• ÉNONCÉ A: Recopiez fidèlement le passage du texte sur l'archipel des Tuamotu qui va de "OLYMPE AUTOUR DU" jusqu'à "sable de corail.".

• EXTRAIT DU TEXTE:

——————————

OLYMPE AUTOUR DU MONDE

ARCHIPEL DES TUAMOTU

L'archipel des Tuamotu, appelés par les premiers navigateurs "l'archipel Dangereux" à cause des risques d'échouage qu'il comportait à l'époque, fut découvert bien antérieurement aux îles de la Société par les navigateurs espagnols (Quiros en 1605) et surtout hollandais (Le Maire en1616).

Ce sont géologiquement les îles les plus anciennes de la Polynésie française, ou plutôt ce qu'il en reste: les volcans qui formaient les îles il y a quelques millions d'années se sont enfoncés par leur propre poids; il ne reste donc plus que les couronnes coralliennes qui s'étaient formées autour et qui enferment un lagon, généralement peu profond, ce qui donne ces nuances de bleus et de vert tout à fait particulière compte tenu de la nature des fonds clairs à base de sable de corail.

——————————

• ÉNONCÉ B: Indiquez uniquement le nombre de lignes des entrées ci-dessous qui contiennent le mot "cloth".

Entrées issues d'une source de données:

——————————

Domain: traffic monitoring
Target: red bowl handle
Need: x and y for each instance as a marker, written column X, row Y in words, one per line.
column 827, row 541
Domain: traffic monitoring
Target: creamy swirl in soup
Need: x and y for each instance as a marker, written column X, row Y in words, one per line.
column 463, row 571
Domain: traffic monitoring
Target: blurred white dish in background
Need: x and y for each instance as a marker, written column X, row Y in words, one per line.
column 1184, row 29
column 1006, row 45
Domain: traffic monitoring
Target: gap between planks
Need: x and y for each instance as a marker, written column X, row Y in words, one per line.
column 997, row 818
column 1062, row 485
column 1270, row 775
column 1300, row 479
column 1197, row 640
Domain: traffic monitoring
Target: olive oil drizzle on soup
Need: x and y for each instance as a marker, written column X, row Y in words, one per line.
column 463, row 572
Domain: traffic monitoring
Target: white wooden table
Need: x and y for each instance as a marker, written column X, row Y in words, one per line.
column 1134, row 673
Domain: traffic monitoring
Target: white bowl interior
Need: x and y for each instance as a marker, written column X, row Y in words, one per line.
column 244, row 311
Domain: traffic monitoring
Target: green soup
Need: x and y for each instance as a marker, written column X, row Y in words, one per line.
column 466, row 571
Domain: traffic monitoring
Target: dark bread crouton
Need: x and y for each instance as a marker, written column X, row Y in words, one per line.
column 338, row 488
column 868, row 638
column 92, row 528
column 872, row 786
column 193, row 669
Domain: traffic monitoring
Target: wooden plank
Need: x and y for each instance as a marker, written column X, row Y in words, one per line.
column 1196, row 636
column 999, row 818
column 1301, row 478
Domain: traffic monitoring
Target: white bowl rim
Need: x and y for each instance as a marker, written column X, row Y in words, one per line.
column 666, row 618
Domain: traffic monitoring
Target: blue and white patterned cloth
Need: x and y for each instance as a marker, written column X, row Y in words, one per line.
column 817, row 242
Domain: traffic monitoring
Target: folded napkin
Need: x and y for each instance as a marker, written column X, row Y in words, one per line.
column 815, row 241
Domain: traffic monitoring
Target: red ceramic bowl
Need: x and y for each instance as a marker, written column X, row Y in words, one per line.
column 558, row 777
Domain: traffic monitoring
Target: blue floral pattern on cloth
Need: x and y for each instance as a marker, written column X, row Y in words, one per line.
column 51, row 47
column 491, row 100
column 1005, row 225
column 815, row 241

——————————

• CORRIGÉ A:
OLYMPE AUTOUR DU MONDE

ARCHIPEL DES TUAMOTU

L'archipel des Tuamotu, appelés par les premiers navigateurs "l'archipel Dangereux" à cause des risques d'échouage qu'il comportait à l'époque, fut découvert bien antérieurement aux îles de la Société par les navigateurs espagnols (Quiros en 1605) et surtout hollandais (Le Maire en1616).

Ce sont géologiquement les îles les plus anciennes de la Polynésie française, ou plutôt ce qu'il en reste: les volcans qui formaient les îles il y a quelques millions d'années se sont enfoncés par leur propre poids; il ne reste donc plus que les couronnes coralliennes qui s'étaient formées autour et qui enferment un lagon, généralement peu profond, ce qui donne ces nuances de bleus et de vert tout à fait particulière compte tenu de la nature des fonds clairs à base de sable de corail.

• CORRIGÉ B: 2